◆ Task directions ◆
Repeat each entry in the listing word for word.

+++++

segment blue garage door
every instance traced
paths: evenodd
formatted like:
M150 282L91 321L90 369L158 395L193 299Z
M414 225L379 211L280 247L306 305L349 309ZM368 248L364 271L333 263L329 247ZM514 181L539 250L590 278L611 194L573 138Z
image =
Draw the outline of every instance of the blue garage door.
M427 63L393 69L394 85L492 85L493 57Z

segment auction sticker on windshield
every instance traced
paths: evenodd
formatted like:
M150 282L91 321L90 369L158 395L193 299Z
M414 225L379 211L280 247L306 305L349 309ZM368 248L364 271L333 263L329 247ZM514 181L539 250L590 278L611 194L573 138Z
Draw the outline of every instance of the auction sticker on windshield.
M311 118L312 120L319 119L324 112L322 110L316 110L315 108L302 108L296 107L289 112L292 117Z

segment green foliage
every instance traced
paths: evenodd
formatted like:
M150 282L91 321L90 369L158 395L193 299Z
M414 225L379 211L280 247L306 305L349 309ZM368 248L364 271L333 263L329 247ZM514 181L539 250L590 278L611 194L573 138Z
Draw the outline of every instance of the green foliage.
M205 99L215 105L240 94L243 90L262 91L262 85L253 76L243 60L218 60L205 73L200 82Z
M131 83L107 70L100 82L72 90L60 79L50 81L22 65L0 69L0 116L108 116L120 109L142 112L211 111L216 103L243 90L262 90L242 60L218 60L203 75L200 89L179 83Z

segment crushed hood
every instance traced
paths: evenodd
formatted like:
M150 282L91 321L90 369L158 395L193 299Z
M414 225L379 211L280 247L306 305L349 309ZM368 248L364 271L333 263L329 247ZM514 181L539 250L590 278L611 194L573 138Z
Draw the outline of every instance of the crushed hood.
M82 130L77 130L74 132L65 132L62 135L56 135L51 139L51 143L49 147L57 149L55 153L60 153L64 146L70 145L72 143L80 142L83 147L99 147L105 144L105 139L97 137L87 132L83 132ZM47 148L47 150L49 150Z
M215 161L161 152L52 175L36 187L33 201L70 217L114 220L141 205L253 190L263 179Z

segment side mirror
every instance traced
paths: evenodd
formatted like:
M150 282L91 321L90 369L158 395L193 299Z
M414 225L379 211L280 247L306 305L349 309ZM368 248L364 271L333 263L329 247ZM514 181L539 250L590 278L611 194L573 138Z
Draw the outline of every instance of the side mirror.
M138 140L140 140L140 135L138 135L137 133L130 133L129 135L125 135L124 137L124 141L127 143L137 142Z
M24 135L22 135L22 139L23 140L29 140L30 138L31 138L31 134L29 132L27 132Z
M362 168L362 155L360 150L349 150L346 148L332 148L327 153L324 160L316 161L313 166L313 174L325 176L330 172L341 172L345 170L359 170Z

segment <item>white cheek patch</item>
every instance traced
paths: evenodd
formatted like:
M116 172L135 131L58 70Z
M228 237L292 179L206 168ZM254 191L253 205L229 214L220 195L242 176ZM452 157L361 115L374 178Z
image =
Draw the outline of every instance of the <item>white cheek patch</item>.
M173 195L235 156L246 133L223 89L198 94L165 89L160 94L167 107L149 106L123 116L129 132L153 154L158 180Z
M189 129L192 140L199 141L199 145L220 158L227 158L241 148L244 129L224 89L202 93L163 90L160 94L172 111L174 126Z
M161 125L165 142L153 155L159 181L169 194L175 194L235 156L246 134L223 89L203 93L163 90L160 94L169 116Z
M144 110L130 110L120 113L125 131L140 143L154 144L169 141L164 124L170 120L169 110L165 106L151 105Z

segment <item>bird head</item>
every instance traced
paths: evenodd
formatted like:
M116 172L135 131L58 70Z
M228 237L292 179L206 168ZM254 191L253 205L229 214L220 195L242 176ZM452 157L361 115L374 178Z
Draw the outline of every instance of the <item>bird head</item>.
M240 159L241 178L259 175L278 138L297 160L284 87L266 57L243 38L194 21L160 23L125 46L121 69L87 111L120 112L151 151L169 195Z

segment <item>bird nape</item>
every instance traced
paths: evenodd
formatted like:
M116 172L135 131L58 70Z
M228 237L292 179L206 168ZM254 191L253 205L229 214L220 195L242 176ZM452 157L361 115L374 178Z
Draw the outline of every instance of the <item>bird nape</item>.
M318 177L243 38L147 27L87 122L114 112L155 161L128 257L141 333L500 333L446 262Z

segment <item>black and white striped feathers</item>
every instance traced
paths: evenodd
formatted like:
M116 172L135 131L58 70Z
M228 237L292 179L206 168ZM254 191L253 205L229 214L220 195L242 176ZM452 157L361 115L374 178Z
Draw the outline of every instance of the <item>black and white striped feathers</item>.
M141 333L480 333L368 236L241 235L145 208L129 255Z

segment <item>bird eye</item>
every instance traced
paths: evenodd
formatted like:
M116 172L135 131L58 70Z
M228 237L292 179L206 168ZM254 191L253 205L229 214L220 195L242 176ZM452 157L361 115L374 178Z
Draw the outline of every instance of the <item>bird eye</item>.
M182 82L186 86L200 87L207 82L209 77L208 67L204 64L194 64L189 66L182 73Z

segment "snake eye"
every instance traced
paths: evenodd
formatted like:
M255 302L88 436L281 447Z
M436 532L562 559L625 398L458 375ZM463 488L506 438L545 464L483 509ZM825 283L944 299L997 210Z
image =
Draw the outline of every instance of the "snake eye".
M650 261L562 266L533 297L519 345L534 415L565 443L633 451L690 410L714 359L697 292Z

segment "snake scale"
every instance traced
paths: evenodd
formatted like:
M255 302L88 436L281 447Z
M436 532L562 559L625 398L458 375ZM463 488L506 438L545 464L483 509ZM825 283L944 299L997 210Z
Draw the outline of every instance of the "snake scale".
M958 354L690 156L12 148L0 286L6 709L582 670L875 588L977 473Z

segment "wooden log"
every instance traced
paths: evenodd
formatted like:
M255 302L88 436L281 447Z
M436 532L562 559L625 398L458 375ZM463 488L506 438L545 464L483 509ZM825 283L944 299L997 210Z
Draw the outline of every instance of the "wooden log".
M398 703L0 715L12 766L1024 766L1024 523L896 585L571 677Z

+++++

◆ Solution below ◆
segment blue garage door
every instance traced
paths: evenodd
formatted like:
M150 282L91 321L90 369L158 395L193 299Z
M414 225L379 211L280 247L306 305L349 309ZM368 248L364 271L333 263L329 247ZM514 181L539 250L590 278L611 194L573 138Z
image =
Draw the outline of every instance of the blue garage door.
M427 63L393 69L394 85L492 85L493 57Z

segment auction sticker on windshield
every instance traced
paths: evenodd
formatted like:
M150 282L91 321L90 369L158 395L193 299Z
M414 225L379 211L280 247L306 305L349 309ZM368 248L364 271L333 263L329 247ZM514 181L539 250L590 278L611 194L573 138Z
Draw the outline of every instance of the auction sticker on windshield.
M311 118L312 120L319 119L324 112L322 110L316 110L315 108L302 108L296 107L289 112L292 117Z

segment green foliage
every instance traced
paths: evenodd
formatted like:
M150 282L91 321L90 369L158 395L193 299Z
M414 225L379 211L280 247L306 305L349 309ZM368 248L364 271L333 263L329 247ZM514 181L539 250L590 278L611 194L573 138Z
Draw the outline of every instance of the green foliage.
M205 99L215 105L240 94L243 90L262 91L262 85L253 76L243 60L218 60L205 73L200 82Z
M131 83L107 70L100 82L72 90L60 79L50 81L22 65L0 69L0 116L108 116L120 109L142 112L211 111L216 103L243 90L262 90L242 60L218 60L203 75L200 89L179 83Z

segment crushed hood
every instance traced
paths: evenodd
formatted like:
M150 282L91 321L90 369L158 395L193 299Z
M414 225L379 211L280 247L306 305L349 309ZM368 248L364 271L333 263L329 247ZM514 181L539 250L590 278L611 194L573 138Z
Draw the outline of every instance of the crushed hood.
M82 130L77 130L74 132L65 132L62 135L56 135L51 139L51 143L49 147L57 149L55 153L60 153L64 146L70 145L72 143L80 142L83 147L99 147L105 144L105 139L97 137L87 132L83 132ZM47 148L47 150L49 150Z
M215 161L161 152L52 175L36 187L33 201L70 217L114 220L141 205L253 190L263 179Z

segment side mirror
every instance traced
paths: evenodd
formatted like:
M150 282L91 321L90 369L158 395L193 299Z
M414 225L379 211L280 247L306 305L349 309ZM368 248L364 271L333 263L329 247ZM514 181L539 250L590 278L611 194L573 138Z
Draw the outline of every instance of the side mirror.
M138 140L140 140L140 135L138 135L137 133L130 133L129 135L125 135L124 137L124 141L127 143L137 142Z
M24 135L22 135L22 139L23 140L29 140L30 138L31 138L31 134L29 132L27 132Z
M362 168L362 155L360 150L349 150L346 148L332 148L327 153L324 160L316 161L313 166L313 174L325 176L330 172L341 172L345 170L359 170Z

segment <item>white cheek patch</item>
every instance traced
paths: evenodd
formatted like:
M116 172L135 131L58 70Z
M228 237L292 179L206 168ZM254 191L253 205L229 214L220 195L242 176ZM452 157L361 115L374 178Z
image =
Draw the outline of every instance of the <item>white cheek patch</item>.
M173 195L235 156L246 133L223 89L198 94L165 89L160 94L167 107L149 106L123 116L129 132L153 154L158 180Z
M189 129L192 140L199 141L199 145L220 158L227 158L241 148L244 129L224 89L202 93L163 90L160 94L172 111L174 126Z
M161 125L165 142L153 155L159 181L169 194L175 194L235 156L246 134L223 89L203 93L163 90L160 94L169 116Z
M144 110L130 110L120 113L125 131L140 143L154 144L169 141L164 124L170 120L169 110L165 106L151 105Z

segment <item>bird head</item>
every instance traced
paths: evenodd
formatted like:
M116 172L135 131L58 70Z
M228 237L292 179L206 168ZM254 191L253 205L229 214L220 195L242 176ZM452 157L361 115L374 178Z
Draw the outline of every instance of the <item>bird head</item>.
M240 159L241 178L259 175L278 138L297 160L284 87L266 57L243 38L194 21L160 23L125 46L121 69L87 111L120 112L151 151L169 195Z

segment <item>bird nape</item>
every instance traced
paths: evenodd
formatted like:
M116 172L135 131L58 70Z
M228 237L292 179L206 168ZM254 191L253 205L229 214L220 195L242 176ZM452 157L361 115L374 178Z
Draw the outline of every instance of the <item>bird nape</item>.
M318 177L243 38L147 27L87 122L114 112L155 161L128 257L141 333L500 333L446 262Z

segment <item>black and white striped feathers</item>
every instance traced
paths: evenodd
formatted like:
M116 172L135 131L58 70Z
M228 237L292 179L206 168ZM254 191L253 205L229 214L220 195L242 176ZM452 157L361 115L374 178Z
Draw the outline of every instance of the <item>black and white striped feathers</item>.
M141 333L480 333L368 236L241 235L145 208L129 255Z

segment <item>bird eye</item>
every instance traced
paths: evenodd
formatted like:
M116 172L135 131L58 70Z
M228 237L292 179L206 168ZM254 191L253 205L229 214L220 195L242 176ZM452 157L361 115L374 178Z
Draw the outline of every instance of the <item>bird eye</item>.
M182 82L186 86L200 87L207 82L209 77L208 67L204 64L194 64L189 66L182 73Z

segment "snake eye"
every instance traced
paths: evenodd
formatted like:
M255 302L88 436L281 447Z
M436 532L562 559L625 398L458 375ZM463 488L506 438L545 464L483 509ZM825 283L944 299L997 210Z
image =
Draw the outline of every instance of the "snake eye".
M650 261L562 266L533 297L519 345L534 415L565 443L633 451L690 410L714 359L697 292Z

segment "snake scale"
every instance traced
paths: evenodd
formatted like:
M255 302L88 436L281 447Z
M436 532L562 559L625 398L458 375ZM463 488L506 438L545 464L483 509ZM825 283L944 299L997 210Z
Draw the outline of every instance of the "snake scale".
M958 354L690 156L12 148L0 286L6 709L582 670L875 588L977 473Z

segment "wooden log"
every instance traced
paths: evenodd
formatted like:
M255 302L88 436L281 447Z
M436 532L562 559L625 398L458 375ZM463 488L506 438L545 464L483 509ZM825 283L944 299L997 210Z
Draw the outline of every instance of the "wooden log".
M398 703L0 715L12 766L1024 766L1024 523L896 585L571 677Z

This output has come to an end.